(Referring expression data)
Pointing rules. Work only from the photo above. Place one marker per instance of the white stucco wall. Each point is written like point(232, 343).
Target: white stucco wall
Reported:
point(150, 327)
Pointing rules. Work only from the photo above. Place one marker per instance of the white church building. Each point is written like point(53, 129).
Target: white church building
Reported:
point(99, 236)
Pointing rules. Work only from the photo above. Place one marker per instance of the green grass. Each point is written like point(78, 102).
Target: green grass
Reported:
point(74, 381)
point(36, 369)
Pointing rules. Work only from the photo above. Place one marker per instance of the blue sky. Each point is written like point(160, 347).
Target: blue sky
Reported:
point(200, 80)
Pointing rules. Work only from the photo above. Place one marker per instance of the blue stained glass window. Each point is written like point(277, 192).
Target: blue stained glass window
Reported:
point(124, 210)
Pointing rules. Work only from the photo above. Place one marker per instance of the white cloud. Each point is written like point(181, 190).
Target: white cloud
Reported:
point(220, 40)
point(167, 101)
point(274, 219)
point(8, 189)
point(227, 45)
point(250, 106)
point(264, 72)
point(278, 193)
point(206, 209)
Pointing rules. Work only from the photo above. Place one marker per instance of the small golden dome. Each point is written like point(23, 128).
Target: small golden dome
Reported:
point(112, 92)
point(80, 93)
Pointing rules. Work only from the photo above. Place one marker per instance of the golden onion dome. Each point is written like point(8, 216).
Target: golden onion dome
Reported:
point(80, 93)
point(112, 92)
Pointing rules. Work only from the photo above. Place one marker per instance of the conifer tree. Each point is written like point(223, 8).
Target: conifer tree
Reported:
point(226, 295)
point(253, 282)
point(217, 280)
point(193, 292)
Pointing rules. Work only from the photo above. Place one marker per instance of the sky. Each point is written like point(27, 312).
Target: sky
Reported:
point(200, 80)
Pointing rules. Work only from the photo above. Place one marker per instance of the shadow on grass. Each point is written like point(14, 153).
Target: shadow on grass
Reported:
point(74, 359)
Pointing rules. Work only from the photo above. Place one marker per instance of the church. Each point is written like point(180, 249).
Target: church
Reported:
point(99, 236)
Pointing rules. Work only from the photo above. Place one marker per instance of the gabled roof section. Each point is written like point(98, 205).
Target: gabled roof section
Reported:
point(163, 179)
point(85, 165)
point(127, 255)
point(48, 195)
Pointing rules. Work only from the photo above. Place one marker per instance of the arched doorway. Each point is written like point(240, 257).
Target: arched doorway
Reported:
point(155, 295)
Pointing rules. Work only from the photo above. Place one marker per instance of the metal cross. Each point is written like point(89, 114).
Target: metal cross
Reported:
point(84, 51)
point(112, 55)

→ TASK DETAILS:
Begin with the line containing "like point(98, 205)." and retype it and each line after it through the end of the records, keeping them exact and including nothing more.

→ ANSWER BOX:
Pointing rules. Work only from the photo above. Place one marker per instance of the gabled roof section. Each point is written like point(98, 205).
Target: gabled roof section
Reported:
point(163, 179)
point(85, 165)
point(127, 255)
point(48, 195)
Pointing rules. Work only from the photo above. Place one marker per instance of the arched doorway. Each point is written like point(240, 257).
Target: arched doorway
Reported:
point(155, 295)
Pointing rules. Work only from the photo above. Place one marker per instance of the metal cross. Each point is written like point(89, 114).
Target: metal cross
Reported:
point(84, 51)
point(112, 55)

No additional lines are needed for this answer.